▶ [WHAT TO PRODUCE] Reproduce each record exactly.

Entries from a point annotation set
-------
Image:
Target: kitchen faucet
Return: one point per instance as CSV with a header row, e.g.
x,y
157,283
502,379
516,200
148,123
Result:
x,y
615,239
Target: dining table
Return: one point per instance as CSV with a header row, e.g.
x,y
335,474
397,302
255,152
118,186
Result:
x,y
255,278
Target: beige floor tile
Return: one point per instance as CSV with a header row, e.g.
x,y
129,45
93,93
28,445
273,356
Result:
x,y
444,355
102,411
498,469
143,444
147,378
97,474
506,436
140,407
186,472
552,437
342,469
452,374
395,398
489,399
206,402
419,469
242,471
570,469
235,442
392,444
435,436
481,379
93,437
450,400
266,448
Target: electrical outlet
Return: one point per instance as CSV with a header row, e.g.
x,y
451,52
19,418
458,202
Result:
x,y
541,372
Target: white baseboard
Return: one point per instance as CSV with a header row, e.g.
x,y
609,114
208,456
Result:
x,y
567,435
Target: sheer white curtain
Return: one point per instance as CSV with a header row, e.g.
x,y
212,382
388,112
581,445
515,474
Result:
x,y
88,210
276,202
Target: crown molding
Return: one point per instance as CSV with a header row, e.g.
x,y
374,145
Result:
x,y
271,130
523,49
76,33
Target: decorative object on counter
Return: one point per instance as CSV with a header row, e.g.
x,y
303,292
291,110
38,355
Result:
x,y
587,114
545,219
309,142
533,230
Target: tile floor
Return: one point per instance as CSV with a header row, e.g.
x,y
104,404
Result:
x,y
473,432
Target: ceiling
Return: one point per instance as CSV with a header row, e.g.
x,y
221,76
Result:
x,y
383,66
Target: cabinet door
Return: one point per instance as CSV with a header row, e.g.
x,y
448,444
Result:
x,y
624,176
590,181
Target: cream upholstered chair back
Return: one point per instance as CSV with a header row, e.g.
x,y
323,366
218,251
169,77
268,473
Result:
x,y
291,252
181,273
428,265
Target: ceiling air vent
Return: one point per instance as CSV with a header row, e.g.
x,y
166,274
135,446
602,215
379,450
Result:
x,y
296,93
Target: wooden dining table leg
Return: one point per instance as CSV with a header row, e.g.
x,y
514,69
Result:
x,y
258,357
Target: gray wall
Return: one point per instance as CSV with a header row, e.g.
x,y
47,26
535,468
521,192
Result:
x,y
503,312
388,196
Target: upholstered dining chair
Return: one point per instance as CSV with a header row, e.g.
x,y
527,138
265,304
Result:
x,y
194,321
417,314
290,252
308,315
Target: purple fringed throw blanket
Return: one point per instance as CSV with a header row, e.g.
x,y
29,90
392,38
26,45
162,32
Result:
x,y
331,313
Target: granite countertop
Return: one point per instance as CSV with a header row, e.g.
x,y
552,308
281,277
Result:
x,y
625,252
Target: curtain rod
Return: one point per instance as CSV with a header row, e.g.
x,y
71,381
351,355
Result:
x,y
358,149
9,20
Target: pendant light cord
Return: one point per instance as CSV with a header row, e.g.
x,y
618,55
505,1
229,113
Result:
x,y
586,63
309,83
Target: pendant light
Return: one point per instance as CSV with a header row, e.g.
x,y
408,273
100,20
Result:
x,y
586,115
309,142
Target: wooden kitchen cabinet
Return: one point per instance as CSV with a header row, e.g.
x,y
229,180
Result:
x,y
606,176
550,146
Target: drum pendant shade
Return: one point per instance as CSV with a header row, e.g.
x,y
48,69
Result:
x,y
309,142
-------
▶ [EXERCISE SOLUTION]
Image:
Target: kitchen faucet
Return: one point per instance as CSV with a header row, e.g.
x,y
157,283
502,379
516,200
148,123
Result:
x,y
615,239
Target: dining table
Return: one point per instance as CSV with a header row, e.g.
x,y
335,474
397,302
255,152
118,186
Result:
x,y
255,278
Target: beige floor tile
Return: one point per instance as CSV with a header row, e.g.
x,y
129,45
93,93
28,445
273,356
Result:
x,y
444,355
102,411
498,469
143,444
147,378
97,474
506,436
140,407
186,472
552,437
342,469
452,374
395,398
489,399
206,402
419,469
242,471
570,469
235,442
392,444
435,436
481,379
93,437
450,400
266,448
Target: electrical outlet
Return: one point per instance as CSV with a header row, e.g.
x,y
451,52
19,418
458,202
Result:
x,y
541,372
Target: white baseboard
Return: one point per instance as CSV with a header row, e.g.
x,y
609,114
208,456
Result:
x,y
567,435
Target: sheer white curtain
Return: one point per instance as CSV with a header row, e.g.
x,y
212,382
388,112
581,445
515,474
Result:
x,y
88,210
276,202
Target: crown molding
Return: one point per instance as CSV with a header row, e.g.
x,y
374,145
Result:
x,y
271,130
523,49
76,33
Target: decorative object on counter
Return: one point per instance as CSV with a header row, e.g.
x,y
303,292
291,110
38,355
Result:
x,y
587,114
545,219
309,142
533,230
Target: tile floor
Return: one point per instance as CSV with a header row, e.g.
x,y
104,404
Result:
x,y
473,432
Target: ceiling
Return: one point per instance as CSV with a header row, e.g.
x,y
221,76
Result:
x,y
383,66
Target: cabinet door
Return: one point per instance as CSV with a header row, e.g.
x,y
448,444
Result:
x,y
624,176
590,181
Target: cream upholstered chair back
Return: one point per instance as CSV with a header row, e.g.
x,y
323,366
218,251
169,77
268,473
Result:
x,y
291,252
181,273
428,265
Target: ceiling air vent
Return: one point per instance as CSV with a header row, e.g.
x,y
166,274
135,446
602,215
379,450
Result:
x,y
296,93
Target: wooden dining table leg
Return: one point per instance as CSV with a header row, e.g.
x,y
514,69
Result:
x,y
258,357
Target: gray wall
Return: one point per instance as CSV with a header row, e.g.
x,y
47,26
535,468
521,192
Result:
x,y
503,312
388,196
Target: upholstered dining chair
Return: one point per instance as CSV with a header row, e.g.
x,y
527,138
265,304
Result:
x,y
194,321
417,314
290,252
308,315
Target: purple fringed throw blanket
Return: one point per instance as CSV with a header row, e.g.
x,y
29,90
392,38
26,45
162,32
Result:
x,y
331,313
Target: granite countertop
Return: one point per instance as CSV with a header row, e.g.
x,y
552,308
281,277
Result:
x,y
625,252
Target: curtain rod
Return: one point per instance as CSV with a header row, e.g.
x,y
71,381
351,355
Result:
x,y
358,149
9,20
Target: pendant light cord
Return: one point per instance as CSV with a header row, e.g.
x,y
618,55
505,1
229,113
Result:
x,y
586,63
309,83
Target: pendant light
Return: one point per instance as CSV with a header row, e.g.
x,y
408,273
100,20
Result:
x,y
586,115
309,142
Target: wooden kitchen cabinet
Return: one point per instance as CSV with a header row, e.g.
x,y
229,180
Result:
x,y
606,176
550,146
Target: drum pendant shade
Return: one point per instance as CSV with a header row, e.g.
x,y
48,69
Result:
x,y
309,142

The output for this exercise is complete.